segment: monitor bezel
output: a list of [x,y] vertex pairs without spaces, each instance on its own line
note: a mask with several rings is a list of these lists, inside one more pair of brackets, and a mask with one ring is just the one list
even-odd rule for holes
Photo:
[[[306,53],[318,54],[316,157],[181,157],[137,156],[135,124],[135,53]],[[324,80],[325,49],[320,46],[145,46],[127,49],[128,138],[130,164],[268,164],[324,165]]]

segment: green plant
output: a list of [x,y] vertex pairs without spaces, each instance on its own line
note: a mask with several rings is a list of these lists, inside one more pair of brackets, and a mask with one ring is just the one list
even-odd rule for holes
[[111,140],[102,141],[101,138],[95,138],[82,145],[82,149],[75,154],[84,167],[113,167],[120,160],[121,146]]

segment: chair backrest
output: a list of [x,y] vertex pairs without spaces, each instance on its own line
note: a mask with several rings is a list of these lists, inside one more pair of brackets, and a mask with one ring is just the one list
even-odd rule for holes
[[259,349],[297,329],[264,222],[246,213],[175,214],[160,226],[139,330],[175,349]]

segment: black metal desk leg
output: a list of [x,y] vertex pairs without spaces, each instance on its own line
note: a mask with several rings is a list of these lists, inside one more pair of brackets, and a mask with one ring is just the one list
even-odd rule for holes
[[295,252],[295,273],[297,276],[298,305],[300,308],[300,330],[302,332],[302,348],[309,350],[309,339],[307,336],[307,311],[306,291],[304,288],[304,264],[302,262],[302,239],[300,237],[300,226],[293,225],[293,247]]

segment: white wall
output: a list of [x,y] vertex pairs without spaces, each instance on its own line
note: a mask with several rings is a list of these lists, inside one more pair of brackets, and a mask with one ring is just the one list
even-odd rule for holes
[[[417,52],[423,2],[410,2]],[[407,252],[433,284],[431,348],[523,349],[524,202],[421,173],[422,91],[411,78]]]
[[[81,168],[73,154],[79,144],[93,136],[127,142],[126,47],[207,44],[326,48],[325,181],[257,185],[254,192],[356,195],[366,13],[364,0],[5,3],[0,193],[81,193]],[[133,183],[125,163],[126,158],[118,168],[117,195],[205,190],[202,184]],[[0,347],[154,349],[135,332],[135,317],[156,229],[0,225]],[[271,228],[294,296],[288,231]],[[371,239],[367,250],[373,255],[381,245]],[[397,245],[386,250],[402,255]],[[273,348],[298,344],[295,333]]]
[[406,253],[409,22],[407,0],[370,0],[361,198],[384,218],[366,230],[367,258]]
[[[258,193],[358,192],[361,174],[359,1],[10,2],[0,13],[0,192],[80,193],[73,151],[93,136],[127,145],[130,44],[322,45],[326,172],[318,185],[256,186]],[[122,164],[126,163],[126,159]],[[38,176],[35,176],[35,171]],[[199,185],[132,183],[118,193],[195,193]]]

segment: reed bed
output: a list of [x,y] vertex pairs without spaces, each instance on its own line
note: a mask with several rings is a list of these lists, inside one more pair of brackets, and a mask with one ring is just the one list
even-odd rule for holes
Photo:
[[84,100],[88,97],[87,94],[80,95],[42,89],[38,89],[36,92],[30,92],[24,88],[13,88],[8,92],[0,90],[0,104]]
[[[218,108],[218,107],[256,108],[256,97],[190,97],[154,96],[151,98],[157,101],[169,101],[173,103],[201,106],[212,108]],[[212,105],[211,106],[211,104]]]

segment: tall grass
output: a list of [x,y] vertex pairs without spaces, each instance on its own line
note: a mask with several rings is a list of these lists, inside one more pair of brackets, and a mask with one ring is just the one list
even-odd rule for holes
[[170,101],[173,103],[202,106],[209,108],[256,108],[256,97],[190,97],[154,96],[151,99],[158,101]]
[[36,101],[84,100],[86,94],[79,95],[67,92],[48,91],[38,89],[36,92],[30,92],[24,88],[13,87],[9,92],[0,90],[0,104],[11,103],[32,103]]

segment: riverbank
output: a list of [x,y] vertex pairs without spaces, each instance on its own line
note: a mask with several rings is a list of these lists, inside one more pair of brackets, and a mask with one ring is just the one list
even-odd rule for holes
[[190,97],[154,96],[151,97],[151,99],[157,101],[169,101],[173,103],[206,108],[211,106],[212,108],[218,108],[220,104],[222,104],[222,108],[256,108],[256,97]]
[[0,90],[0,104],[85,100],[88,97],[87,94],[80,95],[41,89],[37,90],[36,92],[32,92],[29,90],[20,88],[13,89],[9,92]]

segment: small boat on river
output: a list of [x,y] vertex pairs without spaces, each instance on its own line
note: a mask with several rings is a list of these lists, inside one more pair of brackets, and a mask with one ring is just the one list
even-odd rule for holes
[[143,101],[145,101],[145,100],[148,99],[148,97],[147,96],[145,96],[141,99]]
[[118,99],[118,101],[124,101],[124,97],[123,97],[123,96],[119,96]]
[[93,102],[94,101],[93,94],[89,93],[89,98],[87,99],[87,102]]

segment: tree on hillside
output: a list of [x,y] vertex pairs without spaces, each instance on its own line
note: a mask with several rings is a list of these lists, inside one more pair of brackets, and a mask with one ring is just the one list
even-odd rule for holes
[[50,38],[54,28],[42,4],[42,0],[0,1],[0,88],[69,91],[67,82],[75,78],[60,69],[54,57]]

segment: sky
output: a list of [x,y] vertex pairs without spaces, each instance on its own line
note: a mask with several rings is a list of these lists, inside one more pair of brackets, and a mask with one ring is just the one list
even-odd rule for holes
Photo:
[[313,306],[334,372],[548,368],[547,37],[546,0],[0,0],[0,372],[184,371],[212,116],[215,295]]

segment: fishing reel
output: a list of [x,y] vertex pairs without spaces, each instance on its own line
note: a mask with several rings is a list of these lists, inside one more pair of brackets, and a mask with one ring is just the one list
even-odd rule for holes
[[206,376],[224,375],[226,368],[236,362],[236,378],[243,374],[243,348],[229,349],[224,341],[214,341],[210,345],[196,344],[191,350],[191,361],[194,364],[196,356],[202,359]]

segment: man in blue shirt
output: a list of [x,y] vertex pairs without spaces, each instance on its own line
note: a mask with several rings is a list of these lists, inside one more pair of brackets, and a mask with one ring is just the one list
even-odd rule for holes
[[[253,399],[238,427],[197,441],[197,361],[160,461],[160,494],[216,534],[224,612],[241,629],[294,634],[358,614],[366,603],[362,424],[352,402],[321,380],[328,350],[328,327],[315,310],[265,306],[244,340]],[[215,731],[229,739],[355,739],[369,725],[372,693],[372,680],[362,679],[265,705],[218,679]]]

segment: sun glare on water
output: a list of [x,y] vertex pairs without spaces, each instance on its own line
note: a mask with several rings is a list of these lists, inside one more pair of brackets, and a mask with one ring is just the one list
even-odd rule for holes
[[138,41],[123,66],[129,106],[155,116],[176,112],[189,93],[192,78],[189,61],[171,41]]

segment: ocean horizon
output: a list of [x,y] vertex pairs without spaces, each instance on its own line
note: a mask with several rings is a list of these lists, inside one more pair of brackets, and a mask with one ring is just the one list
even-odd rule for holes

What needs to be done ->
Retype all of the data above exactly, line for line, without any changes.

Result of the exercise ->
segment: monitor bezel
output: a list of [x,y] vertex pairs without spaces, each instance on its own line
note: a mask with several rings is a list of these lists, inside one more pair of brackets, and a mask with one ring is just the one list
even-odd rule for holes
Photo:
[[[306,53],[318,54],[316,157],[181,157],[137,156],[135,124],[135,53]],[[324,80],[325,49],[320,46],[145,46],[127,49],[128,138],[130,164],[268,164],[324,165]]]

segment: green plant
output: a list of [x,y] vertex pairs without spaces, each instance on its own line
note: a mask with several rings is a list of these lists, inside one more pair of brackets, and a mask with one ring is just the one list
even-odd rule for holes
[[111,140],[102,141],[101,138],[95,138],[82,145],[82,149],[75,154],[84,167],[113,167],[120,160],[121,146]]

segment: chair backrest
output: a list of [x,y] vertex pairs without spaces, each instance on its own line
note: a mask with several rings is a list of these lists, inside one more pair of brackets, and a mask with one ring is just the one list
even-odd rule for holes
[[259,349],[297,329],[264,222],[246,213],[175,214],[160,226],[139,330],[175,349]]

segment: black metal desk leg
output: a list of [x,y] vertex pairs without spaces, each instance on its own line
note: a mask with several rings is a list of these lists, inside one more pair of brackets, and a mask with one ring is just the one list
even-odd rule for holes
[[295,252],[295,273],[297,276],[298,305],[300,308],[300,330],[302,332],[302,348],[309,350],[309,339],[307,336],[307,311],[306,291],[304,288],[304,264],[302,262],[302,239],[300,237],[300,226],[293,225],[293,247]]

segment: white wall
output: a list of [x,y] vertex pairs without spaces, each instance on its own line
note: a mask with several rings is a list of these lists, inside one more pair of brackets, and a mask with one ring is just the one list
even-odd rule for holes
[[[417,52],[423,2],[410,2]],[[407,252],[433,284],[431,348],[523,349],[524,202],[421,173],[422,91],[411,78]]]
[[[81,168],[73,154],[79,144],[93,136],[127,142],[126,47],[207,44],[326,48],[325,181],[257,185],[254,192],[356,195],[366,13],[364,0],[5,3],[0,193],[81,193]],[[133,183],[125,163],[126,158],[118,168],[117,195],[205,190],[202,184]],[[0,347],[154,349],[135,332],[135,317],[156,229],[0,225]],[[271,228],[294,296],[288,231]],[[371,239],[367,250],[373,255],[381,245]],[[397,245],[386,250],[402,255]],[[273,348],[298,344],[295,333]]]
[[406,253],[409,22],[407,0],[370,0],[361,198],[384,218],[366,230],[367,258]]
[[[258,193],[358,192],[361,174],[359,1],[10,2],[0,13],[0,192],[80,193],[73,151],[93,136],[127,145],[130,44],[322,45],[326,172],[318,185],[256,186]],[[122,164],[126,163],[126,159]],[[38,176],[35,176],[35,171]],[[199,185],[132,183],[118,193],[195,193]]]

segment: reed bed
output: a list of [x,y] vertex pairs without spaces, each instance on its own line
note: a mask with several rings is a list of these lists, inside one more pair of brackets, and a mask with one ring is just the one list
even-odd rule for holes
Photo:
[[84,100],[88,97],[87,94],[80,95],[42,89],[38,89],[36,92],[30,92],[24,88],[13,88],[8,92],[0,90],[0,104]]
[[[218,108],[218,107],[256,108],[256,97],[190,97],[154,96],[151,98],[157,101],[169,101],[173,103],[201,106],[212,108]],[[212,105],[211,106],[211,104]]]

segment: tall grass
output: a list of [x,y] vertex pairs without spaces, each instance on its own line
note: a mask with several rings is a list of these lists, inside one more pair of brackets, and a mask with one ring is just the one list
even-odd rule for holes
[[170,101],[173,103],[202,106],[209,108],[256,108],[256,97],[190,97],[154,96],[151,99],[158,101]]
[[36,101],[84,100],[86,94],[79,95],[67,92],[48,91],[38,89],[36,92],[30,92],[24,88],[13,87],[9,92],[0,90],[0,104],[11,103],[32,103]]

segment: riverbank
output: a list of [x,y] vertex pairs without spaces, each instance on its own line
note: a mask with several rings is a list of these lists, inside one more pair of brackets, and a mask with one ring is just the one list
even-odd rule for holes
[[190,97],[154,96],[151,97],[151,99],[157,101],[169,101],[173,103],[206,108],[211,106],[212,108],[218,108],[220,104],[222,104],[222,108],[256,108],[256,97]]
[[0,90],[0,104],[85,100],[88,97],[87,94],[80,95],[41,89],[37,90],[36,92],[32,92],[29,90],[20,88],[13,89],[9,92]]

segment: small boat on river
output: a list of [x,y] vertex pairs without spaces, each instance on its own line
note: a mask with several rings is a list of these lists, inside one more pair of brackets, and a mask with one ring is just the one list
even-odd rule for holes
[[143,101],[145,101],[145,100],[148,99],[148,97],[147,96],[145,96],[141,99]]
[[118,99],[118,101],[124,101],[124,97],[123,97],[123,96],[119,96]]
[[93,102],[94,101],[93,94],[89,93],[89,98],[87,99],[87,102]]

segment: tree on hillside
output: a list of [x,y] vertex pairs without spaces, each instance on its own line
note: a mask with several rings is a list of these lists, inside one more pair of brackets, and a mask with one ring is just the one list
even-odd rule for holes
[[50,38],[54,28],[42,4],[42,0],[0,1],[0,88],[69,91],[67,82],[75,78],[60,69],[54,57]]

segment: sky
output: a list of [x,y] vertex pairs without spaces, each instance on its own line
note: a mask with several rings is a list of these lists, inside one more pair of brackets, and a mask with one ring is just the one list
even-odd rule for holes
Photo:
[[313,306],[334,372],[548,368],[547,37],[546,0],[0,0],[0,372],[184,371],[212,116],[215,295]]

segment: fishing reel
output: a list of [x,y] vertex pairs without spaces, each instance on its own line
note: a mask with several rings is a list of these lists, inside one more pair of brackets, and a mask with one ring is just the one list
even-odd rule for holes
[[206,376],[224,375],[226,368],[236,362],[236,378],[243,374],[243,348],[229,349],[224,341],[214,341],[210,345],[196,344],[191,350],[191,361],[194,364],[196,356],[202,359]]

segment: man in blue shirt
output: a list of [x,y] vertex pairs without spaces, each instance on its own line
note: a mask with several rings is a list of these lists, inside one more pair of brackets, and a mask with one ring is just the one list
even-odd rule for holes
[[[253,399],[238,427],[197,441],[197,361],[160,461],[160,494],[216,534],[224,612],[241,629],[294,634],[358,614],[366,603],[362,424],[352,402],[321,380],[328,350],[328,327],[315,310],[265,306],[244,340]],[[215,731],[229,739],[355,739],[369,725],[372,693],[372,680],[362,679],[265,705],[218,679]]]

segment: sun glare on water
output: a list of [x,y] vertex pairs without spaces, each instance on its own line
note: a mask with several rings is a list of these lists, inside one more pair of brackets, and a mask with one ring is just the one list
even-odd rule for holes
[[138,41],[123,66],[129,106],[155,116],[176,112],[189,93],[192,78],[189,61],[171,41]]

segment: ocean horizon
output: a list of [x,y] vertex pairs without spaces, each instance on its own line
note: a mask with several rings is a list of these lists, inside one more pair of brackets, and a mask with one ring is just the one list
even-odd rule for holes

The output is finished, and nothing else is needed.